[Start of section]

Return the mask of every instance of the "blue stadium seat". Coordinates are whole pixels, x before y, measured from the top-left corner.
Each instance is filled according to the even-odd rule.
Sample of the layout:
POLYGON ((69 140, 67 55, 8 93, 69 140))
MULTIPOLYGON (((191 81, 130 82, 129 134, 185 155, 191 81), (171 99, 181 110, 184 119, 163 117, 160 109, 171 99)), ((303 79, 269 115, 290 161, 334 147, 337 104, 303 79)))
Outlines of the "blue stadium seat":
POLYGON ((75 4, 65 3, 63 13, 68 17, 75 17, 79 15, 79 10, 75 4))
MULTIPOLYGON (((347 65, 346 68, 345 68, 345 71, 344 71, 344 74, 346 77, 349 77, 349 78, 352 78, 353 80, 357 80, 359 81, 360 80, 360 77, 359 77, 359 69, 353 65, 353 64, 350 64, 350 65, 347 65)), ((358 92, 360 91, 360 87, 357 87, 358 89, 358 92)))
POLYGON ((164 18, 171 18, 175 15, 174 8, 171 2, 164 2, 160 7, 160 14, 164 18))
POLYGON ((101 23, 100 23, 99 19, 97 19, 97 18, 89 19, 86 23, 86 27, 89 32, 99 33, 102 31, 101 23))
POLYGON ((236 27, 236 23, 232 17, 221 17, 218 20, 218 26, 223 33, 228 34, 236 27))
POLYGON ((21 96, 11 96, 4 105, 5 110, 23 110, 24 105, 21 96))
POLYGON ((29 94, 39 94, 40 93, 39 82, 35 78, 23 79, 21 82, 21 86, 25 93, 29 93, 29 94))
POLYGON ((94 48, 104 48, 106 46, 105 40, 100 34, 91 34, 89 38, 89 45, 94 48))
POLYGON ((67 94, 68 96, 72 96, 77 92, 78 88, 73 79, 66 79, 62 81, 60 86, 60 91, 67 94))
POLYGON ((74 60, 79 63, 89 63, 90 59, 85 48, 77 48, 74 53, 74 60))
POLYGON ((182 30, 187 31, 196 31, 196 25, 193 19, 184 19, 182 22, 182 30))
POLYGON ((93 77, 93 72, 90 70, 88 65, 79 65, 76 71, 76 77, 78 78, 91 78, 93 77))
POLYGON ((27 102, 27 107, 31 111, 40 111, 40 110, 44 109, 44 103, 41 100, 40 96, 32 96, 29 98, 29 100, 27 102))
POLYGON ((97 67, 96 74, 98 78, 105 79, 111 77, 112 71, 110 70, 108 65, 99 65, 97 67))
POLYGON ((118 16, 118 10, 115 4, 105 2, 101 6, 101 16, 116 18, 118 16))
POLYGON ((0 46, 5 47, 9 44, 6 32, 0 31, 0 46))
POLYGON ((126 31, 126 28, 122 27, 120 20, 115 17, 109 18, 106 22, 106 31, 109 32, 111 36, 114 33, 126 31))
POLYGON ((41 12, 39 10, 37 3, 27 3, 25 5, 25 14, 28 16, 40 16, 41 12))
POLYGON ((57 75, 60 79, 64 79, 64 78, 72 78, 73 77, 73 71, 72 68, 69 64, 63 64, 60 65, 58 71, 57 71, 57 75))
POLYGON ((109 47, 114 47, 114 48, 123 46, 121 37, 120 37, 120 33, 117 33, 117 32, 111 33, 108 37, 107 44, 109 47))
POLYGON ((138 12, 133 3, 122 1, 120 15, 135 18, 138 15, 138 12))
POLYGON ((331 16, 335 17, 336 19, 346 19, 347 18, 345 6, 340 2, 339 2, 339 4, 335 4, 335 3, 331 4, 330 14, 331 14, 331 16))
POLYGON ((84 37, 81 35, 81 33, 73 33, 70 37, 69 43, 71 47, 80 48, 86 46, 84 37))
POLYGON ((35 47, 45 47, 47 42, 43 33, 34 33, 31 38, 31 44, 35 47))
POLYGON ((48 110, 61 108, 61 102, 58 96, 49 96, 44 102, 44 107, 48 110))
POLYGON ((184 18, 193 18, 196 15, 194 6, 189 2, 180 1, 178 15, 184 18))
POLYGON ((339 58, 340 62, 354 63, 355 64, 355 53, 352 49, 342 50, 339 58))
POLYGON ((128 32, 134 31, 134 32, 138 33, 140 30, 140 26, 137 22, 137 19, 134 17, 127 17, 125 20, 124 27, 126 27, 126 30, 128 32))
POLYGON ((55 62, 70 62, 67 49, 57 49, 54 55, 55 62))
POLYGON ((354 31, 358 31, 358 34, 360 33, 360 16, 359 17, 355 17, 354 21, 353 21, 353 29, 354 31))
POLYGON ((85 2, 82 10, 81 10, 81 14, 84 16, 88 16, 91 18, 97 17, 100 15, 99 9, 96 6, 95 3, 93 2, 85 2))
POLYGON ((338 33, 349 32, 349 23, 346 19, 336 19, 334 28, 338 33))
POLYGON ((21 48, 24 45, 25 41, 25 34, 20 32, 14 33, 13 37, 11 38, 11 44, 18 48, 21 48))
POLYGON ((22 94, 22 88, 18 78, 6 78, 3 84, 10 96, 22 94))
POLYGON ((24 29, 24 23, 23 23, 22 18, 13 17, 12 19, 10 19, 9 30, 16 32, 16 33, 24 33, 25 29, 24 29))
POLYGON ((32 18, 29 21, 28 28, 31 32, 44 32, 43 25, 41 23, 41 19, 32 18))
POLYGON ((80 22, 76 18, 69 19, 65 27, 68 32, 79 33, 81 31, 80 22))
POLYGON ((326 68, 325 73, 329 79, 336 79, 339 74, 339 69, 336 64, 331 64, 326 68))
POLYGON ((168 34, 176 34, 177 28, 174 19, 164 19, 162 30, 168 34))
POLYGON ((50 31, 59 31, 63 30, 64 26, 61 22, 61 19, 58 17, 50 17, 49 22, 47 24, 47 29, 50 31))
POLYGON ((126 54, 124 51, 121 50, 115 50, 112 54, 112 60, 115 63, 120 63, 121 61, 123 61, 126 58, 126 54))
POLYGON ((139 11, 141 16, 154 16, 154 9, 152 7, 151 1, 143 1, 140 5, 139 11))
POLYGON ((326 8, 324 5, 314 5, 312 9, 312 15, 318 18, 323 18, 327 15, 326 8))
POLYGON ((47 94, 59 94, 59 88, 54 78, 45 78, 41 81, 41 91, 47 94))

[End of section]
[Start of section]

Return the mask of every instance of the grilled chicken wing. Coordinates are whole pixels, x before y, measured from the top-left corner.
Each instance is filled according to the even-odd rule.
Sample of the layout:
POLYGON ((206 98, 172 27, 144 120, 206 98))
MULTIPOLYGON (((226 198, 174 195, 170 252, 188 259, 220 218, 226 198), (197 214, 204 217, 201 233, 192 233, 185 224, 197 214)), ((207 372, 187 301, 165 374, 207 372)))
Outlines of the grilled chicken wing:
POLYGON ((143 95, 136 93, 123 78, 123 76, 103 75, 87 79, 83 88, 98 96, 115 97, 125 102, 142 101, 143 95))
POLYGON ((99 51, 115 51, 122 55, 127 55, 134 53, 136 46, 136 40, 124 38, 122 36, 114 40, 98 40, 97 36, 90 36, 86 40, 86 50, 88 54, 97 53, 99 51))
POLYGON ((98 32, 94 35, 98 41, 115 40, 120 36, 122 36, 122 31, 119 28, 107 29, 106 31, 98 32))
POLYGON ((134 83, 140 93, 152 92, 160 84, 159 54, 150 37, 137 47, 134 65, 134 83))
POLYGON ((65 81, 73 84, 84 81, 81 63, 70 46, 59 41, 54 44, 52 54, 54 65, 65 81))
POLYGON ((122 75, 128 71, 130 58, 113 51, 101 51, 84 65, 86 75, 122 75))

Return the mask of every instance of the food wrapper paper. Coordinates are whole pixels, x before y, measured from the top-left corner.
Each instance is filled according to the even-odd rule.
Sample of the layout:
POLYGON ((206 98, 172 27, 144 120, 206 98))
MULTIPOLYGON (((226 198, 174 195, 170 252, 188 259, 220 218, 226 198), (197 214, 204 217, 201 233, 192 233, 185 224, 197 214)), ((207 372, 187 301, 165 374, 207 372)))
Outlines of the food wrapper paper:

[End of section]

[What you have to do] Your answer must consist solely of the lines above between the line holding "Return the mask of every instance of the food" and the line holding "Outlines of the food", inclusive, copied exactly.

[Solved exercise]
Return the mask of every instance of the food wrapper paper. Coordinates are whole pixels, x before y, measured from the top-left corner.
Each instance is filled according to the even-odd rule.
Sample of the layout:
POLYGON ((206 98, 172 27, 144 120, 206 98))
MULTIPOLYGON (((226 198, 174 195, 170 252, 188 259, 220 218, 226 198), (197 214, 204 217, 201 233, 192 233, 185 224, 197 214)), ((207 372, 187 301, 165 374, 207 372)))
Outlines of the food wrapper paper:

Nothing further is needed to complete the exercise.